>> Begin Records for this task

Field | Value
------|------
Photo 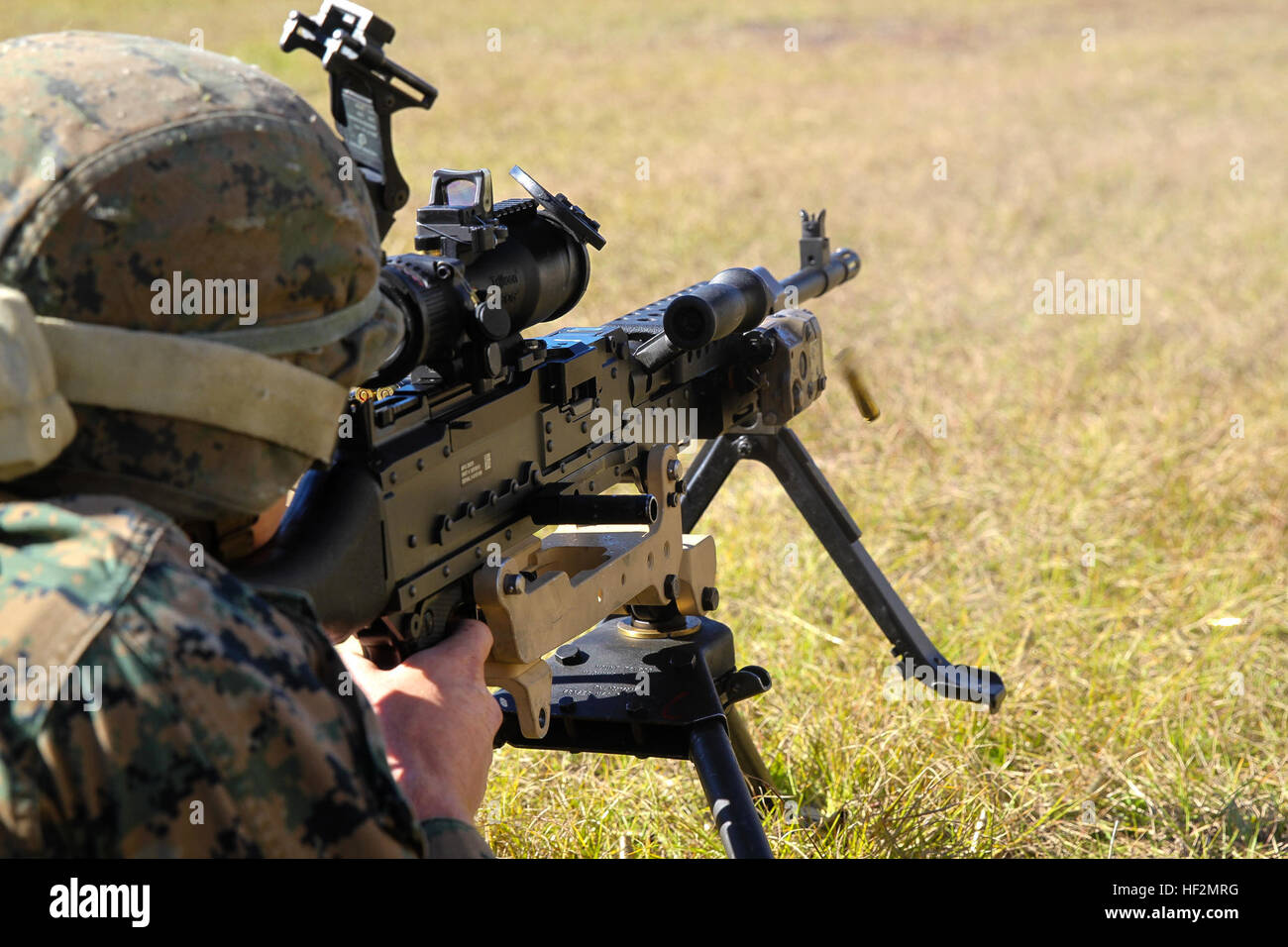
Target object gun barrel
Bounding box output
[662,249,859,349]
[774,248,859,309]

>> End Records for this task

Please rename "Target object" to "Object to locate" throughout the material above and give it back with nothing else changed. Leave the pictures out.

Field | Value
------|------
Photo 
Object to locate gun barrel
Bounding box output
[662,249,859,349]
[774,248,859,309]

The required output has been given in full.